- **Что нужно сделать**
**a.** С кем, по тексту о Ломоносове, он пошел на открытый разрыв?
**b.** Дословно процитируйте строки ниже, начиная со строки, где есть «of the rear», и заканчивая последней строкой.

- **Показанный текст**
Именно в этот период Михаил Ломоносов начал созревать как ученый с сумасшедшими непредсказуемыми амбициями. Он впервые решительно выступил с демаршем против научной некомпетентности – пошел на открытый разрыв с саксонским горным советником, преподававшим русским студентам «химию и металлургию». Последнее свидетельствует не только о научном росте самого молодого ученого, но и о противоречиях его сумбурного экзальтированного темперамента. Во-первых, он настолько трепетно относился к своему времени, что не желал заниматься под началом посредственного ученого, хоть и известного во всей Европе, да еще слывущего в России светилом в области горного дела. Уже тогда Ломоносов осознал, что главной ценностью жизни является время, потому без укоров совести поставил на западном ученом клеймо некомпетентности, что само по себе уже было жестом настолько же смелым, насколько и эмоциональным, и даже безрассудным. Об этой «путеводной звезде» от науки он написал: «…Самые обыкновенные процессы, о которых говорится почти во всех химических книгах, он держит в секрете и вытягивать их приходится из него арканом…» Секрет же Ломоносова состоял в том, что он эти книги изучал самостоятельно, не дожидаясь чьего-либо благоволения, в то время как другие слепо доверяли наставникам, даже не пошевелив пальцем, чтобы узнать, что делается вокруг в необъятном научном мире. Уже после разрыва с преподавателем и вынужденного бегства скитающийся по оказавшейся негостеприимной Германии Ломоносов все равно не прекращает упорных занятий – практически и дня не проходит без все новых и новых шагов на научном поприще. Во-вторых наука не просто стала делом жизни, банальностью, ради которой молодой человек презрел все остальные прелести жизни. Он нащупал идею: именно вдали от родины Ломоносов почувствовал, что его самореализация должна совпасть с самореализацией Российского государства, почти безнадежно отстающего в развитии наук. Он почувствовал свою растущую силу, свое желание и способность сказать веское слово в защиту отечественной науки. Интуитивно он осознал: само время требует не отделять себя от государства, и внутреннее чувство не подвело его и на сей раз.

[Строки разметки местоположений]
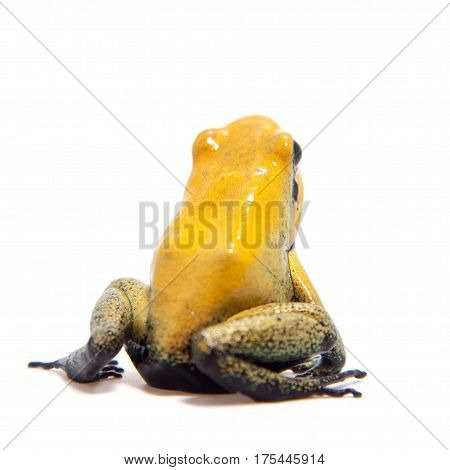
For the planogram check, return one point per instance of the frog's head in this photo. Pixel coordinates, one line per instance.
(252, 161)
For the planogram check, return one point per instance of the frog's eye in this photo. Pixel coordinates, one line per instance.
(297, 153)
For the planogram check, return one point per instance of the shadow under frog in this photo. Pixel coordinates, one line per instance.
(228, 316)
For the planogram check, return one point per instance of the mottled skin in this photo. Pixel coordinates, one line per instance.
(230, 307)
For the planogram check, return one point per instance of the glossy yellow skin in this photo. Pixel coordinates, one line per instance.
(248, 164)
(229, 306)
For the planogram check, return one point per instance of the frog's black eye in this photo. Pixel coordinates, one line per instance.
(297, 153)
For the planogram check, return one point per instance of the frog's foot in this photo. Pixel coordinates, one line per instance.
(336, 378)
(80, 368)
(110, 328)
(233, 353)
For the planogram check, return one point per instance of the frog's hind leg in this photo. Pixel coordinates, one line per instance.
(111, 325)
(241, 354)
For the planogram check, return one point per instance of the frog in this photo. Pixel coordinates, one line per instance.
(229, 307)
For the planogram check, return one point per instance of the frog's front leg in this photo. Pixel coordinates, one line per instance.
(242, 353)
(120, 305)
(331, 361)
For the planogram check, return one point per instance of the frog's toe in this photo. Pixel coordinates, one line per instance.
(43, 365)
(112, 368)
(105, 375)
(358, 374)
(339, 392)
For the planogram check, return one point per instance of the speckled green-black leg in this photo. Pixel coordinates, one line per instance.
(238, 353)
(110, 328)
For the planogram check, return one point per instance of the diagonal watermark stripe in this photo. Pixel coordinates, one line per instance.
(395, 397)
(93, 95)
(424, 426)
(360, 92)
(145, 309)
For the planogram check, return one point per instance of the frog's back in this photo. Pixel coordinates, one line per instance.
(226, 251)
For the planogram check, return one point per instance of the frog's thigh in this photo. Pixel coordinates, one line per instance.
(233, 353)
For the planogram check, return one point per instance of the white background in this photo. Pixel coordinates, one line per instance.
(377, 225)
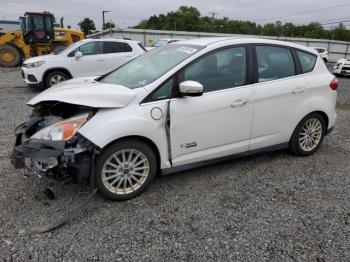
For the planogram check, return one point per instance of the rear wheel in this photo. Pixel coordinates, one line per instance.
(54, 78)
(308, 135)
(10, 56)
(125, 169)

- **Полные ответы**
**a.** С саксонским горным советником, преподававшим русским студентам «химию и металлургию».

**b.**
For the planogram check, return one point per instance of the rear wheel in this photo. Pixel coordinates, one line per instance.
(54, 78)
(308, 135)
(10, 56)
(125, 169)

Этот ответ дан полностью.